Provided information -

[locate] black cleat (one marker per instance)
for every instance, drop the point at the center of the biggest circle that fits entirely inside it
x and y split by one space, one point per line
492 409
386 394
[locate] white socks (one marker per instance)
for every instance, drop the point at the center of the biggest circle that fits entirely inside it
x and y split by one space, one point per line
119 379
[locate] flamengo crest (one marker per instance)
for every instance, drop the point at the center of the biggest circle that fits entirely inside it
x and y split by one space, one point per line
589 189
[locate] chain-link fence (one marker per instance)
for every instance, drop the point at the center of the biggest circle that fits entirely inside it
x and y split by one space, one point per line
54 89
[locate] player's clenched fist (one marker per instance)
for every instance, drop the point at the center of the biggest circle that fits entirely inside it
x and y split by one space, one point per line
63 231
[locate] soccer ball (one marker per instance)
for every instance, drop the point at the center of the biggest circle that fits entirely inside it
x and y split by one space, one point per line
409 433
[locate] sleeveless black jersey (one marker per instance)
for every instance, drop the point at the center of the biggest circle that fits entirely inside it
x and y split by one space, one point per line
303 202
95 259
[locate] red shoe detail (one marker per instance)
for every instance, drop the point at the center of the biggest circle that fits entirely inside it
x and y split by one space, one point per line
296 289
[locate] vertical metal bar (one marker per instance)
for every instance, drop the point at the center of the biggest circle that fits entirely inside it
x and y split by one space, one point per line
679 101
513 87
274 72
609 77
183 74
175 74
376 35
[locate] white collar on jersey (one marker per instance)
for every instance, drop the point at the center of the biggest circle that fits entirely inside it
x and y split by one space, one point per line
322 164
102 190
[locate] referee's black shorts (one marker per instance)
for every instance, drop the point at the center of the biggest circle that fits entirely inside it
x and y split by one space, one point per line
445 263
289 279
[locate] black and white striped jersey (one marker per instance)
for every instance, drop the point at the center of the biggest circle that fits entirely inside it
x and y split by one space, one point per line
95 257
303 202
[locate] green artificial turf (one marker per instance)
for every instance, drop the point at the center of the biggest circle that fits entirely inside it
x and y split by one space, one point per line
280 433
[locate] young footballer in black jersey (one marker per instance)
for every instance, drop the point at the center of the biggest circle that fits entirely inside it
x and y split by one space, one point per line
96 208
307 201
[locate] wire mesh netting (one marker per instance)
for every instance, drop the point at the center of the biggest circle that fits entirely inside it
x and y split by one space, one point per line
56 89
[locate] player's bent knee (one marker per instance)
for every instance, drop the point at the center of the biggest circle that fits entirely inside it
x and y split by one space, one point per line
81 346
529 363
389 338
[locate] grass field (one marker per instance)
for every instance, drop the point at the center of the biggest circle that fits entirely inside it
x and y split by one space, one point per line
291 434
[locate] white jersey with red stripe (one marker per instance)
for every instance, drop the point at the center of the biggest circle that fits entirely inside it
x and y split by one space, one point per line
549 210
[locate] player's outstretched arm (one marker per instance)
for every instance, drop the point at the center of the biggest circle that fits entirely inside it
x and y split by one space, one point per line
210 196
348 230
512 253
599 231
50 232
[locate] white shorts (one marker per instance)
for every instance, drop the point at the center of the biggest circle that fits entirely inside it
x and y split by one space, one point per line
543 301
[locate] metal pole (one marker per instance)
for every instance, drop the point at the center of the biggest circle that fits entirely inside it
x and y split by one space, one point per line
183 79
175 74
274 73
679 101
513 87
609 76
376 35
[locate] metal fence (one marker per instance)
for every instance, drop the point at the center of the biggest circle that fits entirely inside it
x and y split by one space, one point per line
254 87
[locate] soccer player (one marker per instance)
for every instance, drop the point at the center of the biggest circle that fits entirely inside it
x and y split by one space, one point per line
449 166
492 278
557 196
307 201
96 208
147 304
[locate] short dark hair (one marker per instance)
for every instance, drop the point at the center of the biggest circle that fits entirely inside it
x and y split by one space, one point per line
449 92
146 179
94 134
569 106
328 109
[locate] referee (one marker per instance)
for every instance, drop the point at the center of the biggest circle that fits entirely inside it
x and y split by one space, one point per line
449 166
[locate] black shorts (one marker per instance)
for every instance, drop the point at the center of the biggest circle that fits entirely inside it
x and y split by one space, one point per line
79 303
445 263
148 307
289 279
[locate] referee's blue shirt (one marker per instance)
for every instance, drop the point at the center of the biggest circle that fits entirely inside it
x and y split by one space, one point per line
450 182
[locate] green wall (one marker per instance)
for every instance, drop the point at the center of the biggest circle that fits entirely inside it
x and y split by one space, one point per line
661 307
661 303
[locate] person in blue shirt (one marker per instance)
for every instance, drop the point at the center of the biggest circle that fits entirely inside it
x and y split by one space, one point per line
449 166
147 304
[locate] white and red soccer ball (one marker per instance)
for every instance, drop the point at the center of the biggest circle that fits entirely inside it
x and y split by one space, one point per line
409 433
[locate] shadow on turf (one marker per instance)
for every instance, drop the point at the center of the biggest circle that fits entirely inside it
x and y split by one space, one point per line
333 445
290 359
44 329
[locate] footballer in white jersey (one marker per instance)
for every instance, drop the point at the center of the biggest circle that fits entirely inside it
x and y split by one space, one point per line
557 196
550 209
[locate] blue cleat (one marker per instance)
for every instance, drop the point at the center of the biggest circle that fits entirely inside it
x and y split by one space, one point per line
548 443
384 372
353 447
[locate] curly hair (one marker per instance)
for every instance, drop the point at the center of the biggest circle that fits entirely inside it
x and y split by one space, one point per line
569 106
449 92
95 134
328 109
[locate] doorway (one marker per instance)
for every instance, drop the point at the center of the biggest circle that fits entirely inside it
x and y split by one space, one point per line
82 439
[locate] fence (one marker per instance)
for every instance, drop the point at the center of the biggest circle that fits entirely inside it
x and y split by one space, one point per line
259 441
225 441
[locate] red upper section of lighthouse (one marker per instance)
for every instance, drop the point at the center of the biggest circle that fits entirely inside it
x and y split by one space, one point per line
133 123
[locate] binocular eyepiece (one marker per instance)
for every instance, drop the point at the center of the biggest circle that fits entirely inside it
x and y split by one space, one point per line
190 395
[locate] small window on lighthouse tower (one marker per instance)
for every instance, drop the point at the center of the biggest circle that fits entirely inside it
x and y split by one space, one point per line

Problem requirements - Print exactly the lines above, starting at the line that contains "[locate] white and" and ending with the last line of the records, both included.

Finished task -
[locate] white and red soccer ball (one marker per instance)
for every instance, drop the point at the center of the biggest circle that fits entirely inside it
x and y split by one space, one point per line
409 433
[locate] shadow on turf (one marker per instance)
for every instance, drop the point at the center of the biggest circle that fits entirely inside it
x and y split by one space, one point per line
333 445
290 359
44 329
[locate] footballer in white jersey (one marker per instance)
for every instance, drop the point at the center of the biggest circle that fits entirely inside it
x and y split by one space, one point per line
557 196
550 209
[locate] blue cleat (one marker per instance)
for every instance, drop the point at the center of the biggest circle that fits entirely inside it
x and y split by one space, one point per line
548 443
384 372
353 447
[locate] curly hair (one marker per instance)
for every instance, drop the point at the center of the biggest circle that fits entirely inside it
x and y split by one space, one point per line
569 106
449 92
95 134
328 109
[locate] doorway (one marker per instance)
for every instance, drop the point at the center of the biggest circle that fits entirely inside it
x and y split by one space, one point per line
82 439
[locate] fence (one marker per instance)
for every instance, drop the point at the center of the biggest circle that fits entirely inside it
x and y split by one space, one point per line
259 441
225 441
[locate] red upper section of lighthouse (one marker per instance)
for every instance, drop the point at the center of the biggest circle that fits entirely inside it
x and y split by one space, one point per line
133 123
[locate] binocular eyepiece (one marker per instance)
for every instance, drop the point at the center of the biggest circle that fits entirely inside it
x and y split by one space, one point per line
190 395
[locate] small window on lighthouse tower (one marker per instance)
for every instance, drop the point at the center of the biggest circle that fits entirely inside it
x and y split by one space, one point per line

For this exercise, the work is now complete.